## Prompt
Write out the whole listing without a single alteration.

## Records for this exercise
────────

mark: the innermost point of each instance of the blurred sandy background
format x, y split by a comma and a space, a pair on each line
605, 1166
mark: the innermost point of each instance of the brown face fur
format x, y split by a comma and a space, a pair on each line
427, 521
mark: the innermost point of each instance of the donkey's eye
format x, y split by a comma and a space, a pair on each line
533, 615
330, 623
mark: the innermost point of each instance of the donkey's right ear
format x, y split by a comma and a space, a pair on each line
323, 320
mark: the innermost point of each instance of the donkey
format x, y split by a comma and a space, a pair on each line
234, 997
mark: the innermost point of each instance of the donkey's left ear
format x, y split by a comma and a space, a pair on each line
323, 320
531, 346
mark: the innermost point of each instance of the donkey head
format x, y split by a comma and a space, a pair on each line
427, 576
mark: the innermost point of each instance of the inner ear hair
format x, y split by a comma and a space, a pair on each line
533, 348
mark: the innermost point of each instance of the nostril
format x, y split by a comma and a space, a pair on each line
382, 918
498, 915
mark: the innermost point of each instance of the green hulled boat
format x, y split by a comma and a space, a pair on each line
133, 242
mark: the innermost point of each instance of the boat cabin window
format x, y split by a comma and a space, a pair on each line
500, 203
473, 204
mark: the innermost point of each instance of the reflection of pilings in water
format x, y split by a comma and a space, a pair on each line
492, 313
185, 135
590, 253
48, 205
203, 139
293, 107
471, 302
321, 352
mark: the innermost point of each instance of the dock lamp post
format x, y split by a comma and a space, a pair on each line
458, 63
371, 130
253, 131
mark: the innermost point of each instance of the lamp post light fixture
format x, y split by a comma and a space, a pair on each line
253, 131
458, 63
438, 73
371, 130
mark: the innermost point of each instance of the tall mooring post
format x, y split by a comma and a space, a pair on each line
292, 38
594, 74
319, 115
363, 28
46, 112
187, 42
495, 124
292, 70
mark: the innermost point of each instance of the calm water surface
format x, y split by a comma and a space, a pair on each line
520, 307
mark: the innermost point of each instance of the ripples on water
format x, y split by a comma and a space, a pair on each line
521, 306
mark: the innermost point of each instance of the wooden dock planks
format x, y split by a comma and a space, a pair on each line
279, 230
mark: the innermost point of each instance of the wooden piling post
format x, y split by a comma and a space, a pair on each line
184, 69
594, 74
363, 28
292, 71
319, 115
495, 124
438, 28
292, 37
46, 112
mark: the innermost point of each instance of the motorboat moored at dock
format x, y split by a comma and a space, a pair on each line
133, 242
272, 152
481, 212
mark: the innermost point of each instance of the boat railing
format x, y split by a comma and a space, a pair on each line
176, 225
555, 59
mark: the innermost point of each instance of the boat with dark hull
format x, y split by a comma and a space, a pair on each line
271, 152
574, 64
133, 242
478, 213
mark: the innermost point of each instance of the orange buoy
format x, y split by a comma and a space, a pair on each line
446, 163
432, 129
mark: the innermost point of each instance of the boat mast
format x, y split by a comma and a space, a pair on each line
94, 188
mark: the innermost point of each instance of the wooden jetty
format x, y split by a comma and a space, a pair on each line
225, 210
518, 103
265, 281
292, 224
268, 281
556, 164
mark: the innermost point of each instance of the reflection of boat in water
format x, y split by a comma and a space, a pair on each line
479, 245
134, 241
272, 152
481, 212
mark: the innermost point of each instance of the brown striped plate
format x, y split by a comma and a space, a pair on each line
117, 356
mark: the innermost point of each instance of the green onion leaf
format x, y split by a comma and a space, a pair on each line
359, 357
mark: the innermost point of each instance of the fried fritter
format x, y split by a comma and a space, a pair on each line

────────

## Written response
mark: the innermost point of each instance of the blurred sandy background
format x, y split by a comma and a space, a pair on each line
605, 1166
mark: the innermost point of each instance of the brown face fur
format x, y split by a comma and a space, a pair on each line
427, 521
mark: the innermost point of each instance of the donkey's eye
format x, y split by a comma and a space, a pair on each line
533, 615
330, 623
mark: the innermost point of each instance of the donkey's right ear
format x, y split by a comma and a space, a pair on each line
323, 320
mark: the innermost point of each instance of the donkey
format x, y split by a comma and a space, a pair on each line
234, 997
mark: the innermost point of each instance of the donkey's left ear
format x, y split by a comma and a space, a pair on each line
323, 320
531, 346
mark: the innermost point of each instance of the donkey head
format x, y split by a comma and a space, a pair on each line
427, 576
mark: the innermost point of each instance of the inner ear hair
format x, y split by a comma and a space, a pair on each line
533, 348
mark: the innermost point of each instance of the nostril
format x, y split by a comma and a space, a pair on each line
382, 918
498, 915
mark: the innermost point of each instance of the green hulled boat
format x, y split by a comma and a space, a pair on each line
133, 242
mark: the innermost point of each instance of the boat cabin window
format x, y split by a comma and a space, a pair on each line
500, 203
473, 204
mark: the innermost point of each instance of the reflection of pilings in water
format x, y split by a comma and a space, a pair on each line
492, 313
185, 135
590, 253
48, 205
203, 139
293, 107
471, 302
321, 352
mark: the innermost point of each instance of the dock lamp post
format x, y split by a comma and a space, a pair on each line
458, 63
371, 130
253, 131
mark: the innermost point of each instance of the lamp post light fixture
format x, y split by a comma and a space, a pair on each line
253, 131
458, 63
438, 73
371, 130
mark: the innermost point of each instance of the tall mooring post
format x, y split by a comma and a space, a pair on each line
292, 38
594, 74
319, 115
363, 28
46, 112
187, 42
495, 124
292, 70
mark: the innermost point of each instance of the calm water surface
format x, y split by a comma and a space, a pair on each line
520, 307
mark: the innermost point of each instance of the ripples on water
format x, y split by a comma and a space, a pair on each line
521, 306
mark: the innermost point of each instance of the wooden dock planks
format x, y split by a comma and a space, a pair on each line
279, 230
mark: the innermost point of each instance of the wooden piling post
format x, y split by a comma and a space, a pair on each line
184, 69
594, 74
363, 28
292, 71
319, 115
495, 124
438, 28
292, 37
46, 112
mark: the innermost point of each instance of the motorboat moored at dock
format x, y split by a comma and a space, a pair on each line
133, 242
272, 152
481, 212
mark: the innermost point of each instance of the boat railing
format x, y split by a comma and a space, a pair on each line
176, 225
555, 59
mark: the innermost point of each instance of the boat with dark hull
format x, y split by a comma and a space, a pair on each line
271, 152
574, 64
133, 242
478, 213
mark: the innermost point of each instance of the orange buoy
format x, y split by a comma and a space, a pair on each line
446, 163
432, 129
mark: the innermost point of each instance of the boat mast
format x, y split by a comma and a space, a pair on each line
94, 188
mark: the innermost point of each instance of the wooden jetty
format x, y split by a comma and a space, a pair on each line
225, 210
518, 103
265, 281
292, 224
268, 281
556, 164
mark: the innermost point of each instance of the reflection of boat in water
format x, y split by a comma and a space, a pair on each line
479, 245
134, 241
272, 152
481, 212
mark: the innermost point of each instance of the brown striped plate
format x, y split by a comma and a space, a pair on each line
117, 356
mark: the innermost point of each instance of the green onion leaf
format x, y split by a comma and a space, a pair on each line
359, 357
mark: the innermost point of each instance of the fried fritter
format x, y split by a comma and a space, a pair on each line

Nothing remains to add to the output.